* **QUESTIONS ON THE MATERIAL**
1) Which numbers of pregnancy weeks does the blog post mention? List each one.
2) What nickname does the blog post give the baby girl?
3) Copy the part of the blog post that opens with the words containing "The same cannot" and closes with "6:30am next Tuesday.".

* **PAGE TEXT**
This is going to be a bit of a strange blog for me to write. I am writing from the Tim Horton’s on Granville Street on Wednesday, February 25th, but by the time you read it, we will already be in the early days of March. This would be entirely insignificant were it not for the fact that between now and then Carrie and I will finally lay eyes on the little girl that has taken up residence in Carrie over these last 39 weeks. Like Ethan, Round #2 (as we affectionately call her) will be born by required c-section early Tuesday morning. It’s for this reason that I can say with certain confidence that if you are reading this blog, we are now a family of four!

I would be lying if I said that her arrival hasn’t snuck up on me. I’ve never spent so much time looking at calendars and thinking about dates as I have over the last couple of months. But despite Carrie’s persistence in counting down the days and weeks and warning me that she’s going to come sooner than I expect, I still feel unprepared. Before Ethan was born, there wasn’t much else going on. I was done Regent and just working part time with St. Peter’s. Carrie went off work on medical leave at 32 weeks in an effort to stave off any possible complications. On top of that, it was the summer and most of our time was simply devoted to spending time with friends and preparing for Ethan’s arrival.

The same cannot be said of this pregnancy. Not only did Carrie work until 38 weeks, but we already have a little boy who takes all our attention. We have spent most of our free moments trying to ready our home to welcome our little girl. Despite many faithful friends having sacrificed their Saturday mornings that we might have a couple productive hours unencumbered by the insatiable curiosity of a toddler, we are still not ready. And now instead of weeks, the count down is in days and we wonder how we’re possibly going to be ready to be at the hospital at 6:30am next Tuesday.

* **DATA FOR REVIEW**
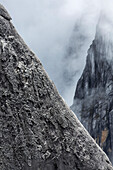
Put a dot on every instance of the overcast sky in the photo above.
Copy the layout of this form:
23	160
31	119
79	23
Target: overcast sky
47	25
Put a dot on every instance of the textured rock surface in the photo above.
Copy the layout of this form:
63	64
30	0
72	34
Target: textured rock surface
93	101
37	130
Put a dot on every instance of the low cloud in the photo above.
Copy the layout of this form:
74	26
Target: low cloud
49	28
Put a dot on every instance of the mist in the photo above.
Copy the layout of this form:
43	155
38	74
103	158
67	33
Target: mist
52	28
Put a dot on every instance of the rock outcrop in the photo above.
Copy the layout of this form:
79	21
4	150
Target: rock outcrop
37	129
93	101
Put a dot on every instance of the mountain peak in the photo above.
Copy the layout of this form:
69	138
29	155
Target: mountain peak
4	13
94	92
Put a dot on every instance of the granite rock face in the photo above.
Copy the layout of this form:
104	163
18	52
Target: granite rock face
37	129
93	101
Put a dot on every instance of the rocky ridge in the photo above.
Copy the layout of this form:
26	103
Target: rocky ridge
37	129
93	100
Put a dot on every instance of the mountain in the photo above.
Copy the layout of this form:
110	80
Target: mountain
37	129
93	100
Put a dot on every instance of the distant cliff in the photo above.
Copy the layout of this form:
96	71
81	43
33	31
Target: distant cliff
93	100
37	129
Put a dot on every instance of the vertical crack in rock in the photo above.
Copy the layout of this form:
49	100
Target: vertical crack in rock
37	129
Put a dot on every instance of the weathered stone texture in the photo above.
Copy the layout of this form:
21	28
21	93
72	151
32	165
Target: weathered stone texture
37	129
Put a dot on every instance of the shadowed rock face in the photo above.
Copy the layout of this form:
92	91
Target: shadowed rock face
94	92
37	129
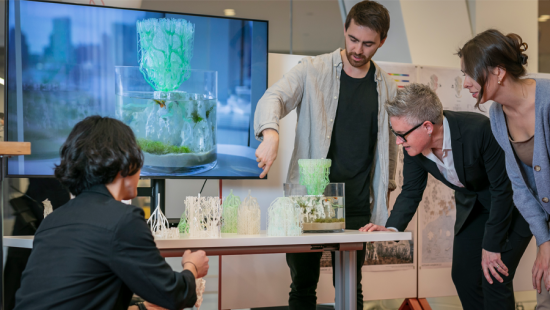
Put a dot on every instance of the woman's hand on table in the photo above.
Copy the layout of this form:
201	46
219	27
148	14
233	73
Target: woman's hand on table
150	306
492	265
372	227
196	262
541	267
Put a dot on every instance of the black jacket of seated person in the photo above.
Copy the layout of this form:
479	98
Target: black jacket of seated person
94	253
485	213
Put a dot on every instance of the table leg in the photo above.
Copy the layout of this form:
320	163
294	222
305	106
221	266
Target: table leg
346	280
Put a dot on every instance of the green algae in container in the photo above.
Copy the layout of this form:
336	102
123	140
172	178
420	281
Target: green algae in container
320	213
176	130
170	107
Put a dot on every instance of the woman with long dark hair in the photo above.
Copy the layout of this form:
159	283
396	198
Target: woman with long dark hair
458	149
494	66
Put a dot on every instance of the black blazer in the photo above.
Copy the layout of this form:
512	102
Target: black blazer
480	166
95	253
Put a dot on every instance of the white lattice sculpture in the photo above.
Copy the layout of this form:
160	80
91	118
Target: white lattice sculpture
284	218
201	285
48	208
230	209
203	216
249	216
159	224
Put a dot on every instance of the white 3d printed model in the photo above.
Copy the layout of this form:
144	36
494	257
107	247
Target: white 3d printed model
249	216
230	209
284	218
48	208
201	285
159	225
203	216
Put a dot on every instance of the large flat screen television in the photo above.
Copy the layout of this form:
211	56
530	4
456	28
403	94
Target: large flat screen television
186	84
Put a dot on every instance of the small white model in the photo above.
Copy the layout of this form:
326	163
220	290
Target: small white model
249	216
201	285
203	216
159	225
284	218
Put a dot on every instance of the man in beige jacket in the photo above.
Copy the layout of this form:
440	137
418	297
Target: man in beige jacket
339	99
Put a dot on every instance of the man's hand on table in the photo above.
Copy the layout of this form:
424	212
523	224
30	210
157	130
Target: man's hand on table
372	227
196	262
266	153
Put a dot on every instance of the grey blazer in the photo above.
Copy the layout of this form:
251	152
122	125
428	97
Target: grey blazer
535	209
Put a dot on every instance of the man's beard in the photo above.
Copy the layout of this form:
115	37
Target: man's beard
357	64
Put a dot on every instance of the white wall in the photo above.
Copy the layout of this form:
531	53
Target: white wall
435	29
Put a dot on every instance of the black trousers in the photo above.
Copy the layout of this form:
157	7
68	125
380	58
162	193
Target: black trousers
305	269
474	291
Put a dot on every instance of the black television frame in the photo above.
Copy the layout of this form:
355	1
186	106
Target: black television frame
6	49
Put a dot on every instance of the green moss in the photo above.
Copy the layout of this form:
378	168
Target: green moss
209	111
196	117
159	148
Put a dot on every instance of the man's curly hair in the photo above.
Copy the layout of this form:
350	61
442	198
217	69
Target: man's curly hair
97	149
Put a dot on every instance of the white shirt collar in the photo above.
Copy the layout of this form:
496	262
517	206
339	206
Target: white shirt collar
446	141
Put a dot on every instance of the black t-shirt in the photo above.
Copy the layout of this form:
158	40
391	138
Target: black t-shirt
354	137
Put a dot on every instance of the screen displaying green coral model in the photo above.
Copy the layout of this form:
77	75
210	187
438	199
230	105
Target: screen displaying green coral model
187	85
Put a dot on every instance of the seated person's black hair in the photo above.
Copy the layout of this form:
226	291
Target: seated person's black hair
97	149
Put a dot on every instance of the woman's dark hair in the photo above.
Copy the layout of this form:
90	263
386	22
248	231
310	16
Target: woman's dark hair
491	49
372	15
97	149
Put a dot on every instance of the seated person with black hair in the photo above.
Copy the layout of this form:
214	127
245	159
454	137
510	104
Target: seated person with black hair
95	252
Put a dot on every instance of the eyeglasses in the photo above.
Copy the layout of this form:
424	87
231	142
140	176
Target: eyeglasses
402	136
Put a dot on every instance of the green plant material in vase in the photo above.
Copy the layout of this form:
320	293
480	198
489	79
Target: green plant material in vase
160	148
196	117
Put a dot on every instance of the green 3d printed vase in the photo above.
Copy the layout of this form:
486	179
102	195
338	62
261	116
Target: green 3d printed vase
314	174
165	49
170	107
230	213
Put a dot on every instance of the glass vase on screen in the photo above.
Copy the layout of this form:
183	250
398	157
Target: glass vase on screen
176	130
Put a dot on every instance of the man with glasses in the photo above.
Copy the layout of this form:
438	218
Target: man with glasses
459	149
339	100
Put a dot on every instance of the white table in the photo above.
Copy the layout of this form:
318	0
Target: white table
344	244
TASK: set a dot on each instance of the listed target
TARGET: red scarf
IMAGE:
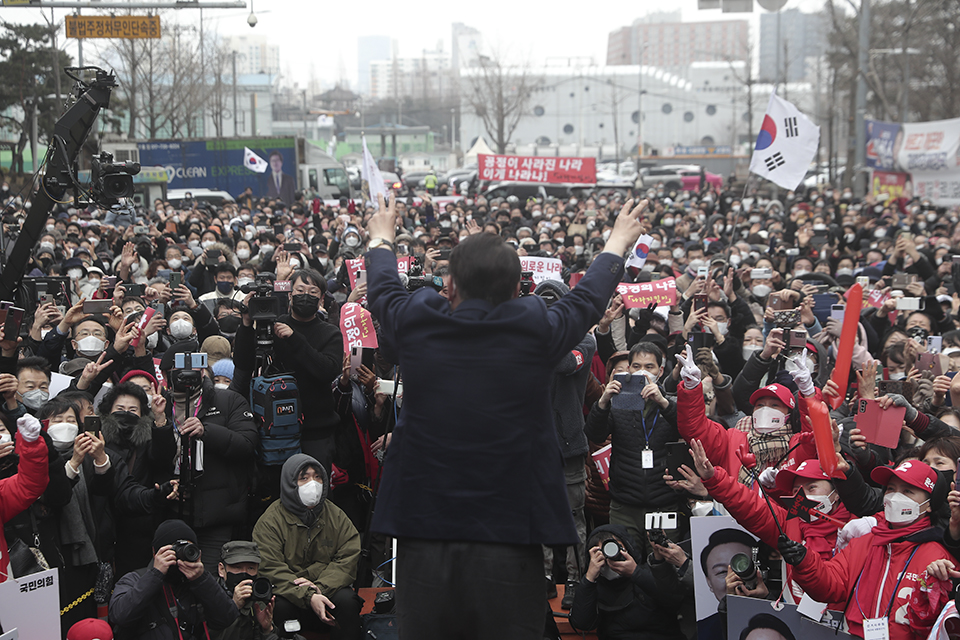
(883, 534)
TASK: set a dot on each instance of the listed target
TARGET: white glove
(768, 478)
(854, 529)
(689, 371)
(801, 374)
(29, 428)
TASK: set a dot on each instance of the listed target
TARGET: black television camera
(111, 180)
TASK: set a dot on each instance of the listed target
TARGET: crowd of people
(142, 477)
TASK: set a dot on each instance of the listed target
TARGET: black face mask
(305, 305)
(126, 419)
(229, 324)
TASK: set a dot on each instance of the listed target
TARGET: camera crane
(70, 132)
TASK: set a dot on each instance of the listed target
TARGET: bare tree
(500, 95)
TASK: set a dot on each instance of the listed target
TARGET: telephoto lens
(612, 550)
(746, 569)
(262, 590)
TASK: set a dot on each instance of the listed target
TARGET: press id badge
(876, 628)
(647, 458)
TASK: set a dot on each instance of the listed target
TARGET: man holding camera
(173, 598)
(253, 595)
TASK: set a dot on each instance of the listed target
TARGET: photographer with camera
(216, 443)
(622, 598)
(239, 567)
(173, 598)
(309, 348)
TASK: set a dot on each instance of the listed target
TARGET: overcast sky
(319, 39)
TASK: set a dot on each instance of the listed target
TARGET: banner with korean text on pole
(500, 168)
(786, 144)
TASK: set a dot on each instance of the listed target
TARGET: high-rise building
(370, 48)
(802, 37)
(254, 54)
(425, 77)
(466, 45)
(667, 42)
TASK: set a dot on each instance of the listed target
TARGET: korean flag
(786, 145)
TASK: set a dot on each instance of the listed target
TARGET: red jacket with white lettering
(750, 510)
(837, 580)
(21, 490)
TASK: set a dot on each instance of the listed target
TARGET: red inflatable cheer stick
(848, 337)
(822, 435)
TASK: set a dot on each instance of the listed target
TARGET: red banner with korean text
(641, 294)
(356, 325)
(537, 169)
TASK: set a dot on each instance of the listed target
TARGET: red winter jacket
(836, 581)
(21, 490)
(750, 510)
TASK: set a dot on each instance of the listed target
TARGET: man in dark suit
(473, 480)
(279, 184)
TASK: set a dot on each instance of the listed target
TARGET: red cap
(90, 629)
(806, 469)
(777, 391)
(914, 472)
(138, 372)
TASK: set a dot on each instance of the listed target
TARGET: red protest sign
(642, 294)
(601, 458)
(538, 169)
(356, 325)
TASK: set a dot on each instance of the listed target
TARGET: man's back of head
(484, 267)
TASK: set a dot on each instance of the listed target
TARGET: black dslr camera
(186, 551)
(612, 550)
(262, 590)
(111, 180)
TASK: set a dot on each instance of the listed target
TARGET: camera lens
(611, 549)
(262, 590)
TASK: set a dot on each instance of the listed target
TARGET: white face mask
(310, 493)
(768, 420)
(181, 329)
(750, 350)
(90, 346)
(63, 434)
(899, 509)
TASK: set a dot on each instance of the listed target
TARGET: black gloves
(793, 552)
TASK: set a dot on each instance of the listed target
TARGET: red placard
(641, 294)
(601, 458)
(537, 169)
(356, 325)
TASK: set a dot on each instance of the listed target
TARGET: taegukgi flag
(786, 144)
(254, 162)
(370, 173)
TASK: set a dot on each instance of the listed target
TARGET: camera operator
(312, 350)
(218, 430)
(622, 598)
(238, 569)
(173, 598)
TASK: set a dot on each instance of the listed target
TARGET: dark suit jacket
(475, 454)
(287, 187)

* **SET OF ANSWERS**
1) 39 weeks, 32 weeks, 38 weeks

2) Round #2

3)
The same cannot be said of this pregnancy. Not only did Carrie work until 38 weeks, but we already have a little boy who takes all our attention. We have spent most of our free moments trying to ready our home to welcome our little girl. Despite many faithful friends having sacrificed their Saturday mornings that we might have a couple productive hours unencumbered by the insatiable curiosity of a toddler, we are still not ready. And now instead of weeks, the count down is in days and we wonder how we’re possibly going to be ready to be at the hospital at 6:30am next Tuesday.